Dataset entries

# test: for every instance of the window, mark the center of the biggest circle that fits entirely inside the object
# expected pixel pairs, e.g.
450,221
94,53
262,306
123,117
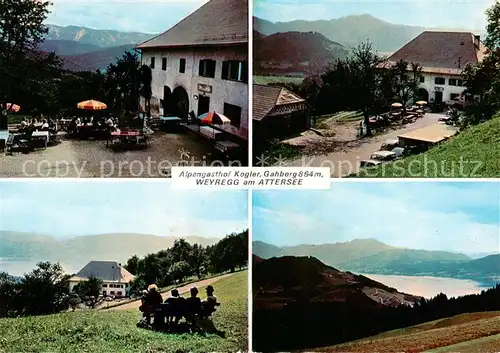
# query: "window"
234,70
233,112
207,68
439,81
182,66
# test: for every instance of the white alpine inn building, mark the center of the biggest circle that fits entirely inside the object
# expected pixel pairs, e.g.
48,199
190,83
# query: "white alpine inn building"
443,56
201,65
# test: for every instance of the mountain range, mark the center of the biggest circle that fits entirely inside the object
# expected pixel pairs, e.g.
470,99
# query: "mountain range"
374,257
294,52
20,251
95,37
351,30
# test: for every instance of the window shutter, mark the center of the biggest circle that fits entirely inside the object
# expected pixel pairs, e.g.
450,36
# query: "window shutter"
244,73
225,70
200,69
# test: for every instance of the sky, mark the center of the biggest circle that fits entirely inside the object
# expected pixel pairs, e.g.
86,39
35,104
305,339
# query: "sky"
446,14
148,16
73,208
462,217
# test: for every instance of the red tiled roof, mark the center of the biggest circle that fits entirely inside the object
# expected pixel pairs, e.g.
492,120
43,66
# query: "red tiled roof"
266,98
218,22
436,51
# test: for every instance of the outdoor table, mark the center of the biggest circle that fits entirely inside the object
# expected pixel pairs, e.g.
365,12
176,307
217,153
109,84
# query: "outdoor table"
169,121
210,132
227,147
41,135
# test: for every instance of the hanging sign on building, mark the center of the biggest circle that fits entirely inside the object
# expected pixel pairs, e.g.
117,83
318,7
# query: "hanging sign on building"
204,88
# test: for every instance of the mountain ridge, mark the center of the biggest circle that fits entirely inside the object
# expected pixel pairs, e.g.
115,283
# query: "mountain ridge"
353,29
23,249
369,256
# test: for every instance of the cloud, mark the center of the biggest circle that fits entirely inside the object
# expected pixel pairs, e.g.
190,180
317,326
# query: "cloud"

PROBLEM DETAILS: Copy out every line of the data exactly, leaving the images behind.

TASK ANSWER:
# test: for every instance of the window, mark the center of the biggest circle that fits entirely inside the object
# expected pixel pairs, e.g.
450,221
94,53
262,306
123,117
# query: "window"
234,70
233,112
207,68
439,81
182,66
# test: for every instance of the white alpine inn building, mark the center of the biggest circle that fits entirely inside the object
# expected pixel pairs, e.g.
48,199
190,83
# query: "white alpine inn building"
443,56
201,65
# test: for every instance of the mountain range, mark the center of the biggest circle that fits entirely inside the object
# expected pixel pairs, e.g.
470,99
# query: "mountain range"
374,257
294,52
20,251
95,37
351,30
# test: for every instance of the window shutter, mark the center of the biggest circle that fits entirely inside the object
# expected pixel pairs, e.g.
450,36
# query: "window shutter"
244,73
225,70
200,69
# test: for every instance of the sky, mark the center of the biggest circle that fits entirely inside the object
# expected pixel pairs, e.g.
86,39
35,104
305,339
# query: "sky"
446,14
148,16
73,208
462,217
# test: for every instance of the red tiled roof, mark the center of the biggest circle that fits entirely inside the object
# expected pixel pairs, e.g.
492,120
43,66
# query: "red tiled roof"
266,98
218,22
436,51
# test: for every instance of the outdoor table, mark the center of the biggest circle that fits entirely inside the object
# expected pixel pairs, e.g.
365,12
176,307
217,153
109,84
# query: "outdoor table"
169,121
210,132
227,147
41,135
# test: for every instance of the hanging sign on building, mark the center of the biggest circle that fits entirely inside the object
# expected pixel pairs, e.g.
117,83
318,7
# query: "hanging sign on building"
204,88
# test: for every instance of the mountain ridge, mark the center of the biggest circle that fits entirely inside the object
# expected pixel pairs, e.g.
115,283
# query: "mountain ridge"
353,29
23,249
369,256
# test: for every instance of the cloud, mark the center of the biggest circle that fits entirely inside the object
# expected pixel pairs, e.g.
190,180
317,326
# query: "cloud"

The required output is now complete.